*** SOURCE MATERIAL ***

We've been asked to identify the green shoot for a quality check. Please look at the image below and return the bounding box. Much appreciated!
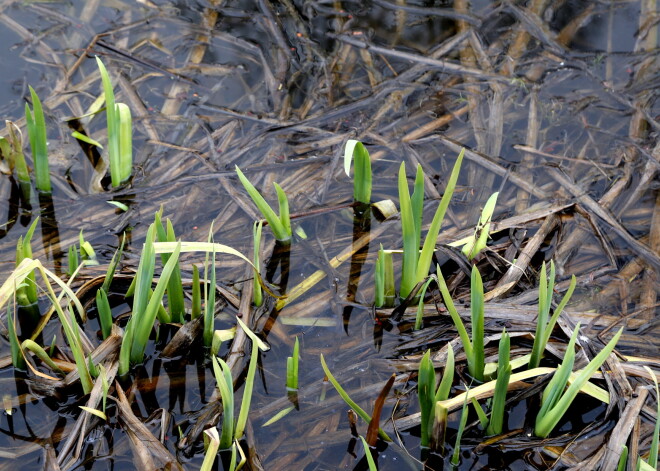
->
[617,446,628,471]
[374,245,394,308]
[535,324,623,438]
[201,427,220,471]
[642,366,659,468]
[437,264,485,381]
[15,218,40,312]
[0,121,31,194]
[203,231,217,347]
[7,304,25,370]
[119,224,181,375]
[253,220,263,306]
[96,57,132,187]
[320,354,391,441]
[286,336,300,391]
[235,166,292,242]
[191,264,201,320]
[344,140,372,204]
[99,364,109,415]
[67,244,79,277]
[398,149,464,299]
[418,347,454,448]
[212,319,268,448]
[414,277,434,330]
[529,261,577,369]
[211,356,235,449]
[96,288,112,339]
[25,86,50,193]
[262,406,295,427]
[211,327,236,356]
[359,436,378,471]
[451,394,470,466]
[79,230,98,266]
[487,330,511,436]
[471,397,489,429]
[154,210,185,323]
[234,317,269,440]
[462,192,498,260]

*** End of SOURCE MATERIAL ***

# TASK DETAILS
Retype the data exactly; images stay out.

# RESPONSE BELOW
We've been asked to identify the green shoot for a quality check. Please look at the image below and return the bounding box. Much appreciated!
->
[617,446,628,471]
[374,245,394,308]
[535,324,623,438]
[201,427,220,471]
[642,366,659,468]
[437,264,485,381]
[15,218,40,312]
[0,121,31,194]
[203,231,217,347]
[7,304,25,370]
[119,224,181,375]
[253,220,263,306]
[96,57,132,187]
[320,354,391,441]
[286,336,300,391]
[235,166,292,242]
[191,264,201,320]
[344,140,372,204]
[99,364,109,415]
[67,244,79,277]
[398,149,464,299]
[418,347,454,448]
[212,319,268,448]
[414,277,434,330]
[529,261,577,369]
[211,356,235,449]
[96,288,112,339]
[25,86,50,193]
[262,406,295,427]
[211,327,236,356]
[359,436,378,471]
[451,394,470,466]
[79,230,98,266]
[487,330,511,436]
[471,397,489,429]
[154,210,185,323]
[234,317,269,440]
[462,192,498,260]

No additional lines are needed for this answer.